§ **PROBLEM DESCRIPTION**: Below are records; extract exactly the lines from the one with "Can you spot the forested" through the final line, including both, but drop the pictures.

§ **RECORDED INFORMATION**:
┄┄┄┄┄┄┄┄┄┄┄┄┄┄┄┄┄┄┄┄
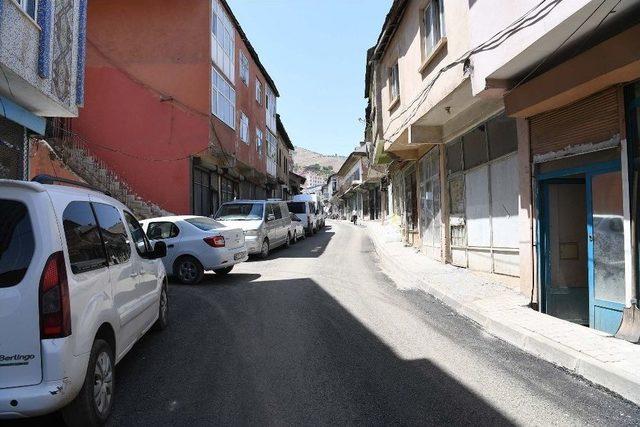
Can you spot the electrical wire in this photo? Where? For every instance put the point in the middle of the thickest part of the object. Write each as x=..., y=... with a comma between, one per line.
x=494, y=41
x=71, y=134
x=546, y=58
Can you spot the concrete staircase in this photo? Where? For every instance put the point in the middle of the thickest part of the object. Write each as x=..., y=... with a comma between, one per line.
x=96, y=173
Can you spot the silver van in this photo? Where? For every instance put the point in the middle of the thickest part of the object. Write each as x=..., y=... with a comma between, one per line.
x=266, y=223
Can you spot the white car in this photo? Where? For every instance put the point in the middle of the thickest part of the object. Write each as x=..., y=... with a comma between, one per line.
x=79, y=285
x=297, y=228
x=265, y=223
x=196, y=244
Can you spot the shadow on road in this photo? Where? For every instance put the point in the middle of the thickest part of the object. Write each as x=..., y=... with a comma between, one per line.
x=309, y=247
x=280, y=353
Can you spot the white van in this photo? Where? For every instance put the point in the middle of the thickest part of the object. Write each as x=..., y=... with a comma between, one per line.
x=266, y=223
x=79, y=285
x=315, y=215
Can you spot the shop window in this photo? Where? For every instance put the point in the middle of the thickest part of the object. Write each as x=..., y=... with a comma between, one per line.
x=503, y=136
x=476, y=193
x=454, y=157
x=456, y=195
x=504, y=202
x=475, y=147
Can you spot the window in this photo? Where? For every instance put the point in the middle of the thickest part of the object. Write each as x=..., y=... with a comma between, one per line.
x=270, y=105
x=277, y=212
x=272, y=146
x=114, y=236
x=86, y=250
x=259, y=142
x=16, y=242
x=503, y=136
x=454, y=157
x=223, y=99
x=29, y=6
x=137, y=233
x=162, y=230
x=433, y=26
x=297, y=207
x=244, y=69
x=258, y=91
x=222, y=41
x=204, y=194
x=244, y=128
x=475, y=147
x=394, y=81
x=229, y=189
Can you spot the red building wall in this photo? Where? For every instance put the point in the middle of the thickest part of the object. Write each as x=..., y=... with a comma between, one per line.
x=147, y=93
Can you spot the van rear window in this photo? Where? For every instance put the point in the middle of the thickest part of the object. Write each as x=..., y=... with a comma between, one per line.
x=16, y=242
x=297, y=207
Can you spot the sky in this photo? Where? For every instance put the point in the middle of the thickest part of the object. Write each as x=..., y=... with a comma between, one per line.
x=315, y=51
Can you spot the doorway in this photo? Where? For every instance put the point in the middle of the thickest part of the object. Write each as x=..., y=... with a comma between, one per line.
x=582, y=245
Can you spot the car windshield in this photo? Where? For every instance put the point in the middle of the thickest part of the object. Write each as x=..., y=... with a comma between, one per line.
x=240, y=212
x=204, y=223
x=297, y=207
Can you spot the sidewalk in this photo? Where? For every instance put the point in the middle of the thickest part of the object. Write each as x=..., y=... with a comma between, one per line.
x=503, y=312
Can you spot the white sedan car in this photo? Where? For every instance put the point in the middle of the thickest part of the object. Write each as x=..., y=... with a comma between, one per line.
x=195, y=244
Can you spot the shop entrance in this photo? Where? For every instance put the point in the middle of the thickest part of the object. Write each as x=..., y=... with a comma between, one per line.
x=582, y=245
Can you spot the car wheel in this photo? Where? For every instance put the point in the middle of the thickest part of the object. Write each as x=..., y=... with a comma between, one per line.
x=163, y=310
x=264, y=250
x=94, y=402
x=188, y=270
x=223, y=271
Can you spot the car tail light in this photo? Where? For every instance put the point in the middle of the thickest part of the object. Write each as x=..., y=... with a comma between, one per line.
x=215, y=241
x=55, y=312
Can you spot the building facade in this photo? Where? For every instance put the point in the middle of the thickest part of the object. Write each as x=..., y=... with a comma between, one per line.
x=511, y=148
x=185, y=92
x=285, y=161
x=42, y=45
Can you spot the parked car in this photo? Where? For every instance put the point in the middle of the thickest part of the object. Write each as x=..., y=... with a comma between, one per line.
x=80, y=283
x=297, y=228
x=195, y=244
x=305, y=210
x=266, y=224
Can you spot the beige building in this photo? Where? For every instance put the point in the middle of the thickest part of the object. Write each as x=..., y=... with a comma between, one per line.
x=510, y=133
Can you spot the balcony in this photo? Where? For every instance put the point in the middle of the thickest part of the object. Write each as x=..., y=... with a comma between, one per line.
x=41, y=57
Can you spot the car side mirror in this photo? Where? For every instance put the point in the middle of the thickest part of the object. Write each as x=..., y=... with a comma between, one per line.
x=159, y=250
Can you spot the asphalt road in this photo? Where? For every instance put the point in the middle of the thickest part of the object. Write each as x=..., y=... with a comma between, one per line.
x=318, y=335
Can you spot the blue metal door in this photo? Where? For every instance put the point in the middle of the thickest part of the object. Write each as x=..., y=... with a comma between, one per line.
x=582, y=271
x=606, y=249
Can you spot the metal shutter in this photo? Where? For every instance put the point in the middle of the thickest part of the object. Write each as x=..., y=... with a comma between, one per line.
x=588, y=121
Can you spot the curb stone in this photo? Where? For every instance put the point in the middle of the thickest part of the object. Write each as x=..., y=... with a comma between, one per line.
x=611, y=378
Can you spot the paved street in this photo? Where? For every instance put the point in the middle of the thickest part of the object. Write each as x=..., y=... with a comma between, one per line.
x=317, y=334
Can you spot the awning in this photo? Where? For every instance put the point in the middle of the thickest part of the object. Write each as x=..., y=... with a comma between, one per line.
x=19, y=115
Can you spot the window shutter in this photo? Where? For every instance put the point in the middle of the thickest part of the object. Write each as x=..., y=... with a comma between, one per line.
x=591, y=120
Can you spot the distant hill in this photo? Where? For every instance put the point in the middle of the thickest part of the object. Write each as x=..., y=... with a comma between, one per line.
x=306, y=160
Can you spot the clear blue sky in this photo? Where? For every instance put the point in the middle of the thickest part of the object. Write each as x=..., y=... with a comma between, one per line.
x=315, y=51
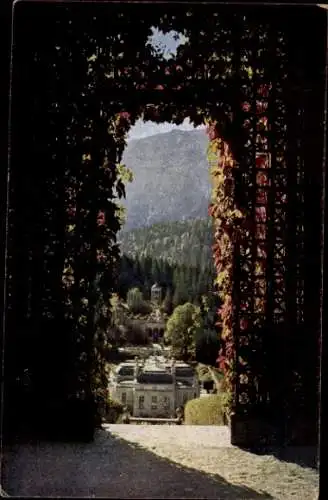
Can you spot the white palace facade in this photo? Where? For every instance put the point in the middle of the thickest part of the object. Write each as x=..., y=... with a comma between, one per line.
x=155, y=387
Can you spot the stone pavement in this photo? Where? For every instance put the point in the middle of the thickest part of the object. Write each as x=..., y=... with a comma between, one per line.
x=158, y=461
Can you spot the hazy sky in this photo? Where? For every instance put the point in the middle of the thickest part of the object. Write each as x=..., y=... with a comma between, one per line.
x=145, y=129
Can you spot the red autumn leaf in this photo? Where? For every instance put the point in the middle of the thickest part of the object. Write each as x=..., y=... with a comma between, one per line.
x=246, y=107
x=101, y=219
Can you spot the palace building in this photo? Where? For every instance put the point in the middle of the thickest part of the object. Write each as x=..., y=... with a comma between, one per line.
x=154, y=387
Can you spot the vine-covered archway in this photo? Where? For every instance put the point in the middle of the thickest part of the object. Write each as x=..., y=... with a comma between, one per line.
x=77, y=94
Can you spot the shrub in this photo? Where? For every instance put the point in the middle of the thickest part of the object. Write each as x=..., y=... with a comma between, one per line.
x=207, y=410
x=113, y=411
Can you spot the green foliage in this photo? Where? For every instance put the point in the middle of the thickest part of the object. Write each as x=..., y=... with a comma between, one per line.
x=114, y=409
x=182, y=330
x=180, y=242
x=208, y=410
x=136, y=302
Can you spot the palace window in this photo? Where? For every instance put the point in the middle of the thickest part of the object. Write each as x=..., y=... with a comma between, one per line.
x=154, y=402
x=166, y=403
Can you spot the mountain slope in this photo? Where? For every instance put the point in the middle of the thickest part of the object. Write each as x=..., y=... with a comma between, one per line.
x=184, y=242
x=171, y=179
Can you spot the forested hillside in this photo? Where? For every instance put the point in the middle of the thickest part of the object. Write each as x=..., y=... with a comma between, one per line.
x=184, y=242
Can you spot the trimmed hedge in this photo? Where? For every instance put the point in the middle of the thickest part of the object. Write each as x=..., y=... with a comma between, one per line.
x=114, y=411
x=208, y=410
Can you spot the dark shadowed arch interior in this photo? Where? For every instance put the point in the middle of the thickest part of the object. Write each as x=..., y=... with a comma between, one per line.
x=75, y=96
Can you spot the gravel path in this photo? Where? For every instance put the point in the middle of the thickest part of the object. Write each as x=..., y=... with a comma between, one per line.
x=135, y=461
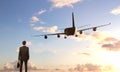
┄┄┄┄┄┄┄┄┄┄┄┄┄┄┄┄┄┄┄┄
§ **ANSWER BOX**:
Can you spot the forested hillside in this photo? Where? For every instance put the point in the middle of the thickest part of the object. Write each as x=..., y=... with a comma between, one per line.
x=184, y=242
Can you spot the trimmed hedge in this photo? Where? For every instance put the point in the middle of the thickest part of the object. Write each as x=..., y=... with a comma between, one per line.
x=114, y=411
x=208, y=410
Can you spot the dark shadowed arch interior in this photo? Where? For every instance put the point in the middle of the thickest part of the object. Write each as x=..., y=... with a comma between, one per line.
x=75, y=96
Can you spot the gravel path in this photo? Where? For every instance put the point in the middle of the thickest part of the object. Write each as x=..., y=... with a comma between, one per line.
x=135, y=461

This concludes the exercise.